§ **WORK REQUIRED**:
Starting at the line that contains "[point] at the woman's fingers", set down each line exactly until the records end, keeping both ends and adding nothing.

§ **EXTRACTED RECORDS**:
________________

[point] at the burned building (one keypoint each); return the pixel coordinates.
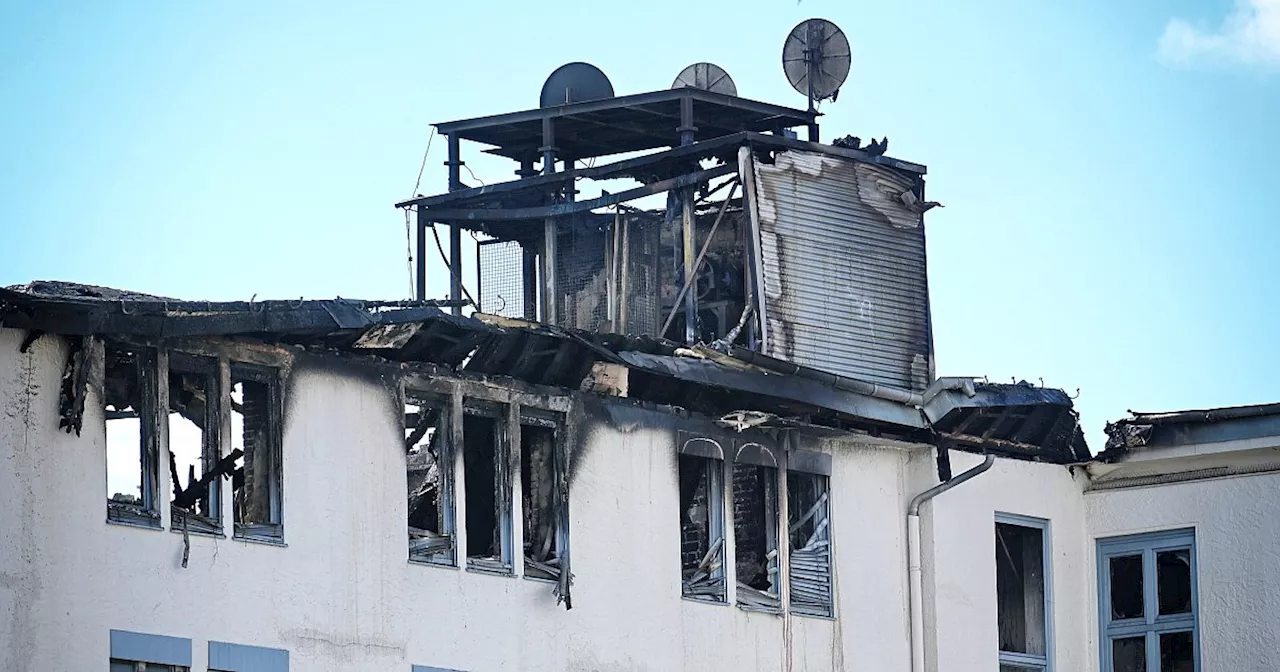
(676, 425)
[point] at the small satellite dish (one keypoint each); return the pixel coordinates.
(816, 59)
(575, 82)
(708, 77)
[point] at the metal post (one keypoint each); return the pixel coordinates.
(526, 168)
(421, 252)
(549, 228)
(455, 164)
(530, 280)
(812, 58)
(689, 224)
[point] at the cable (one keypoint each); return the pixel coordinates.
(423, 168)
(449, 266)
(408, 260)
(408, 242)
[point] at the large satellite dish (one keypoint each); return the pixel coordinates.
(816, 59)
(575, 82)
(708, 77)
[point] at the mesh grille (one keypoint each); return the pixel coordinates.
(502, 278)
(641, 302)
(581, 280)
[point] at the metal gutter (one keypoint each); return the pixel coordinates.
(913, 553)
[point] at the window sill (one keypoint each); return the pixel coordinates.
(197, 531)
(133, 519)
(447, 563)
(812, 615)
(264, 540)
(489, 566)
(753, 608)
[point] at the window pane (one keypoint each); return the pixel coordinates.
(1175, 652)
(1020, 588)
(1127, 586)
(1174, 580)
(1129, 654)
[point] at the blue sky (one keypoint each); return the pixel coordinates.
(1107, 168)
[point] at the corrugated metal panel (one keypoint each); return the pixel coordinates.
(844, 269)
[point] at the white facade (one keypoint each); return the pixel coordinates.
(341, 593)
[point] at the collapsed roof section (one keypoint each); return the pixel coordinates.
(1147, 432)
(1033, 423)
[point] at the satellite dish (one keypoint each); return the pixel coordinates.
(708, 77)
(575, 82)
(816, 59)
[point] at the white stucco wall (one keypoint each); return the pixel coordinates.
(343, 597)
(342, 594)
(1238, 558)
(960, 563)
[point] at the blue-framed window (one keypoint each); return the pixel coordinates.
(1024, 603)
(137, 652)
(224, 657)
(1147, 602)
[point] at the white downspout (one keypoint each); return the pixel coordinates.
(913, 552)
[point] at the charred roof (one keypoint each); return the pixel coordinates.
(1019, 421)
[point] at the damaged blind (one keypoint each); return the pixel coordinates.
(808, 526)
(844, 269)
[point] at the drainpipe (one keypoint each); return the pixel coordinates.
(913, 552)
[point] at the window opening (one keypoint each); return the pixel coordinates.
(809, 535)
(133, 666)
(257, 479)
(429, 465)
(1020, 595)
(702, 526)
(488, 489)
(128, 408)
(1147, 603)
(193, 453)
(539, 440)
(755, 536)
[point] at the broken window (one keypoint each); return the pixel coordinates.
(429, 470)
(133, 666)
(540, 494)
(755, 528)
(488, 488)
(132, 455)
(809, 536)
(1148, 602)
(702, 519)
(1020, 604)
(193, 453)
(257, 479)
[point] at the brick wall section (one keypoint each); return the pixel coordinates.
(748, 526)
(694, 535)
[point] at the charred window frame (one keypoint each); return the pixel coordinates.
(257, 480)
(809, 534)
(1023, 604)
(487, 487)
(702, 517)
(755, 528)
(195, 400)
(129, 397)
(544, 496)
(429, 478)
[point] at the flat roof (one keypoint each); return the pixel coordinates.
(621, 124)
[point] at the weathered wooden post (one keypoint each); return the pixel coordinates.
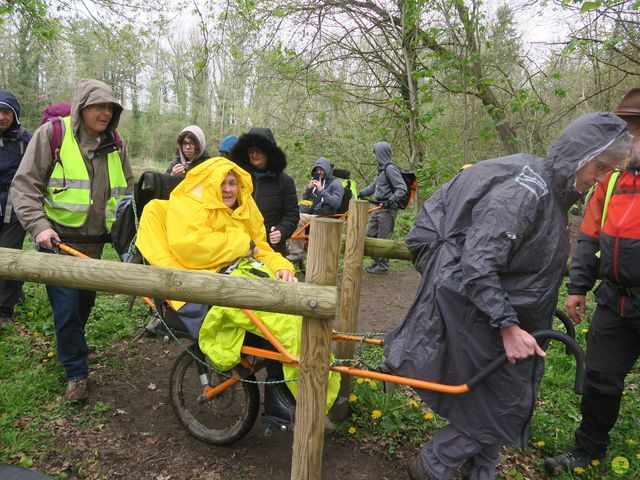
(315, 349)
(350, 297)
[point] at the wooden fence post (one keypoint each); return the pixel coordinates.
(315, 349)
(350, 297)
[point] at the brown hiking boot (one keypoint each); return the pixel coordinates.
(77, 390)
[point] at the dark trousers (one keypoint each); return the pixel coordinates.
(11, 236)
(613, 346)
(71, 308)
(450, 449)
(381, 225)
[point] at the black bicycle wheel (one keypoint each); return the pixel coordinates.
(227, 417)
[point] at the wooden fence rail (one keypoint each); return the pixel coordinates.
(206, 288)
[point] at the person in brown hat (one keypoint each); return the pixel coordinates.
(608, 242)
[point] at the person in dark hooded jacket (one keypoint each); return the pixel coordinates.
(492, 246)
(13, 141)
(323, 196)
(387, 188)
(609, 248)
(191, 151)
(273, 190)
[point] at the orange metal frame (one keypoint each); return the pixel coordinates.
(282, 355)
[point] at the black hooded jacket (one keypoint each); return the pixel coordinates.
(13, 141)
(273, 190)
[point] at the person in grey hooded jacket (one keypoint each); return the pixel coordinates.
(323, 196)
(387, 188)
(492, 246)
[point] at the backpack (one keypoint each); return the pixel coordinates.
(53, 113)
(152, 185)
(410, 180)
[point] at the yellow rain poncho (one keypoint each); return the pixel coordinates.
(195, 230)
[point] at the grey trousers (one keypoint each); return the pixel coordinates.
(381, 224)
(450, 449)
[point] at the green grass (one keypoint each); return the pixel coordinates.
(32, 380)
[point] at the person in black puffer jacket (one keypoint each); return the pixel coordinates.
(273, 190)
(13, 142)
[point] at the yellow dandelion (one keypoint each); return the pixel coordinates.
(619, 465)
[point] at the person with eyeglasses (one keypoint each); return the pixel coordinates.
(191, 151)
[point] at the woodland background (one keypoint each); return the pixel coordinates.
(446, 82)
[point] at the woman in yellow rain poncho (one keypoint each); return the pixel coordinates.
(209, 222)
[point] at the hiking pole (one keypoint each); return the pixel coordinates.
(76, 253)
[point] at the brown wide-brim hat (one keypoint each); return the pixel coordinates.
(630, 104)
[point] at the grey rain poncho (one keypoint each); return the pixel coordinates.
(492, 246)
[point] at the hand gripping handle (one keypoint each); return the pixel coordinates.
(539, 335)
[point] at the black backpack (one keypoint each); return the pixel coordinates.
(410, 180)
(124, 230)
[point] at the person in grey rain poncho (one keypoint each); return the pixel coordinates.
(492, 246)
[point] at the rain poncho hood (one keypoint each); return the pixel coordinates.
(195, 230)
(492, 246)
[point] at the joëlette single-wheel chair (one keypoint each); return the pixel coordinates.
(220, 408)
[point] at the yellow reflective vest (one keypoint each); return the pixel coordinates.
(67, 197)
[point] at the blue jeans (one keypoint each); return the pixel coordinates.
(71, 308)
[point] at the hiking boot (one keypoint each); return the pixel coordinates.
(77, 390)
(416, 470)
(574, 458)
(377, 270)
(6, 322)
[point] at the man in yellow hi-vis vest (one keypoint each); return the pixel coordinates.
(69, 193)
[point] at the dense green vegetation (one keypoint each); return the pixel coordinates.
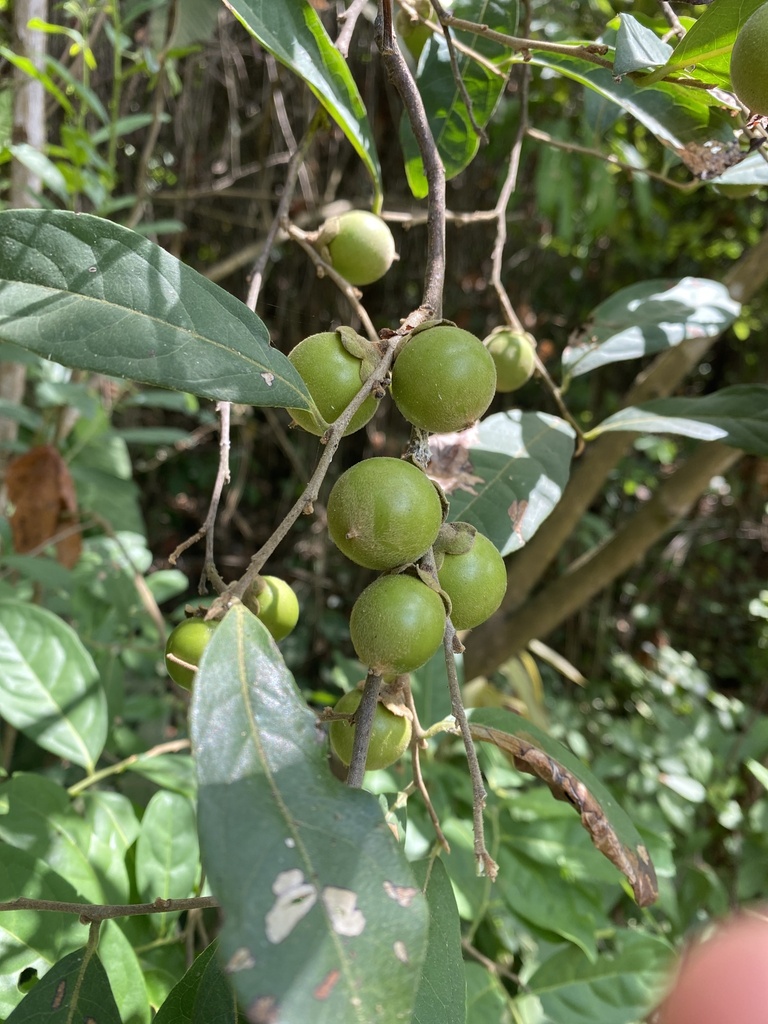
(181, 336)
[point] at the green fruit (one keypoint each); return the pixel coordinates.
(389, 736)
(514, 355)
(475, 582)
(187, 641)
(749, 65)
(383, 513)
(333, 379)
(396, 624)
(363, 249)
(275, 605)
(443, 379)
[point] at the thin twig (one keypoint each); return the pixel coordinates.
(349, 17)
(400, 77)
(89, 912)
(364, 723)
(485, 863)
(460, 84)
(292, 176)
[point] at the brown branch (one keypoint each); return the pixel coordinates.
(89, 912)
(400, 77)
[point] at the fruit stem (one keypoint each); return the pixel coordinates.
(364, 722)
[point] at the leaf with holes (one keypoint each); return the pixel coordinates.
(323, 918)
(96, 296)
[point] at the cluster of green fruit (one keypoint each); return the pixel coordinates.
(270, 599)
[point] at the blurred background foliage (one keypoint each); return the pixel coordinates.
(674, 654)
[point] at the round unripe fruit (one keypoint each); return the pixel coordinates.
(187, 641)
(390, 733)
(383, 513)
(333, 379)
(443, 379)
(275, 605)
(396, 625)
(475, 582)
(749, 66)
(513, 353)
(363, 250)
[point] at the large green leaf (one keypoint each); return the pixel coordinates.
(32, 941)
(647, 317)
(76, 988)
(292, 32)
(450, 121)
(40, 819)
(568, 778)
(442, 990)
(49, 686)
(617, 988)
(736, 415)
(506, 475)
(708, 44)
(203, 995)
(93, 295)
(323, 919)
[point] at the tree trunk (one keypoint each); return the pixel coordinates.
(515, 623)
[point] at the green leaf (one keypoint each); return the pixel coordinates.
(294, 34)
(76, 988)
(513, 473)
(648, 317)
(41, 820)
(450, 121)
(96, 296)
(442, 992)
(31, 941)
(568, 778)
(114, 827)
(167, 853)
(320, 903)
(638, 47)
(125, 974)
(736, 415)
(617, 988)
(203, 995)
(49, 686)
(708, 44)
(675, 114)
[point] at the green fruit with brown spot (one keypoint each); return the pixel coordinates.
(443, 379)
(390, 733)
(363, 249)
(383, 513)
(333, 379)
(475, 582)
(396, 625)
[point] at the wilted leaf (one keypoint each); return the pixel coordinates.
(42, 493)
(569, 779)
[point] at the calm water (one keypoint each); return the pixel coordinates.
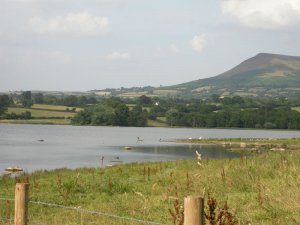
(71, 146)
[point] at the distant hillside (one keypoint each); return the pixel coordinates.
(264, 74)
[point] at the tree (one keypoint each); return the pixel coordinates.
(122, 114)
(4, 103)
(144, 100)
(26, 99)
(137, 117)
(38, 98)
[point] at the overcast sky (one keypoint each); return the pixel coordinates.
(69, 45)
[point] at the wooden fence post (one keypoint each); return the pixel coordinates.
(194, 211)
(21, 203)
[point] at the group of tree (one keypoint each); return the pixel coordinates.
(217, 111)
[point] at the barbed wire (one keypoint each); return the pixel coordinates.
(79, 209)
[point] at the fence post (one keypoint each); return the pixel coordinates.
(194, 211)
(21, 203)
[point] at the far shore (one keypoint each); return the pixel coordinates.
(250, 144)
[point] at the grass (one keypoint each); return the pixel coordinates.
(296, 108)
(39, 121)
(156, 123)
(41, 113)
(263, 189)
(54, 107)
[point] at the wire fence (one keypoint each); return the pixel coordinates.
(43, 213)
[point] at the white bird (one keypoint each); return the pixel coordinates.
(198, 156)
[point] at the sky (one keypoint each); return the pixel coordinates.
(81, 45)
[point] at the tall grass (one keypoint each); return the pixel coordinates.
(264, 189)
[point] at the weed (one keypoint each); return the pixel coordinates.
(221, 216)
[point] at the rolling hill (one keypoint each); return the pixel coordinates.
(264, 75)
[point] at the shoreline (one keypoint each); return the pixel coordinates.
(250, 144)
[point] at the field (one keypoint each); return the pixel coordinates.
(39, 121)
(296, 108)
(41, 112)
(262, 189)
(54, 107)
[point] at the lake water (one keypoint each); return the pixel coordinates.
(73, 146)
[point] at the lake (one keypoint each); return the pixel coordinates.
(80, 146)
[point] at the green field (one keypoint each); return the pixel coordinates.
(261, 190)
(39, 121)
(296, 108)
(54, 107)
(41, 112)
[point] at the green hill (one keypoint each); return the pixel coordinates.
(264, 74)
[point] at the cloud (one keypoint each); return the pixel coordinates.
(173, 48)
(118, 56)
(263, 13)
(80, 23)
(198, 42)
(47, 56)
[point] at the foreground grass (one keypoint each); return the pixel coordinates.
(264, 189)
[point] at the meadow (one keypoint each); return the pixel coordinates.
(260, 189)
(41, 112)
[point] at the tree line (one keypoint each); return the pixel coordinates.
(233, 112)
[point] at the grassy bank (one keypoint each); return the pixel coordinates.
(264, 189)
(250, 145)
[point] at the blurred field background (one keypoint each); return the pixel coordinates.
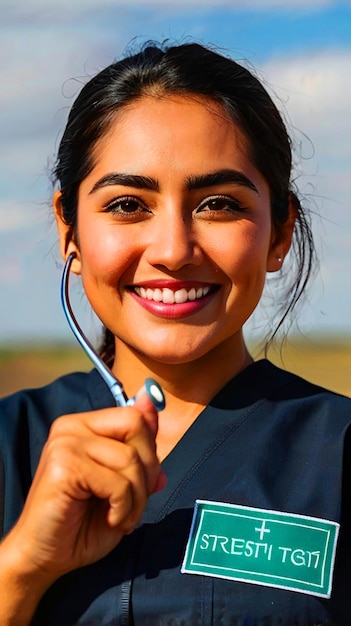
(322, 360)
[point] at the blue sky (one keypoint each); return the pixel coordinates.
(301, 49)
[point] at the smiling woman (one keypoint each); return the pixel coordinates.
(174, 198)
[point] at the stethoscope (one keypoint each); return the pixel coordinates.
(152, 388)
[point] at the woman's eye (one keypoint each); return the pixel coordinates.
(221, 204)
(127, 206)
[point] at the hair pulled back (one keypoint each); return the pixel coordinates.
(187, 69)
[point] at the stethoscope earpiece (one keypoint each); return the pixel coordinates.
(152, 388)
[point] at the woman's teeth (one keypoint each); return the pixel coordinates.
(167, 296)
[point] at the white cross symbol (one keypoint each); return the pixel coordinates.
(262, 530)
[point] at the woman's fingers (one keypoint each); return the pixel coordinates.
(95, 474)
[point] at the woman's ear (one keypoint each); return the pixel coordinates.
(67, 243)
(281, 240)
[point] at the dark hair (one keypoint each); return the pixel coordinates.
(187, 69)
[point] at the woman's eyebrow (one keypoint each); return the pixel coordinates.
(220, 177)
(127, 180)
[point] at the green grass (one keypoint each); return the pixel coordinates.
(325, 361)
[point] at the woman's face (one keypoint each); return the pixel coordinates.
(174, 230)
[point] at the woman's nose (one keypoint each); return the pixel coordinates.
(174, 242)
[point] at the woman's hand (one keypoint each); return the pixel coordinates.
(95, 474)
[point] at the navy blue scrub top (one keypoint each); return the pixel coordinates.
(268, 440)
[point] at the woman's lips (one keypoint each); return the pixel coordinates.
(177, 302)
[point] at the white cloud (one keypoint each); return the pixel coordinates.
(16, 216)
(42, 11)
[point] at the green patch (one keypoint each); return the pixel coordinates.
(271, 548)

________________

§ **RESPONSE TO THIS EXERCISE**:
[point] at the woman's fingers (one keypoint each); return the pixel coordinates.
(95, 474)
[point] at the woman's ear (one keypoint each); return the pixel coordinates.
(67, 243)
(281, 240)
[point] at the dark hair (one keypoint each); return the pixel coordinates.
(187, 69)
[point] at the woman's eyebrow (one keypoint each); return the pixel coordinates.
(220, 177)
(127, 180)
[point] at the green grass (one keypoint each); return the pixel coordinates.
(325, 361)
[point] at the woman's face (one keypoint each); return the pixel coordinates.
(174, 230)
[point] at the woman's nose (one keypoint each); return the pixel coordinates.
(174, 242)
[point] at the woman's hand (one keypoint each); return the pixel coordinates.
(95, 474)
[point] at the navy blue scrub top (one keypoint each); return the pixel coordinates.
(268, 440)
[point] at the woman's lips (one keypoint each); return the pixel coordinates.
(177, 302)
[point] at the white cloud (one keypoint each); return the pixel coordinates.
(16, 216)
(42, 11)
[point] at the green patch (one keypoint each); return the pixel coordinates.
(271, 548)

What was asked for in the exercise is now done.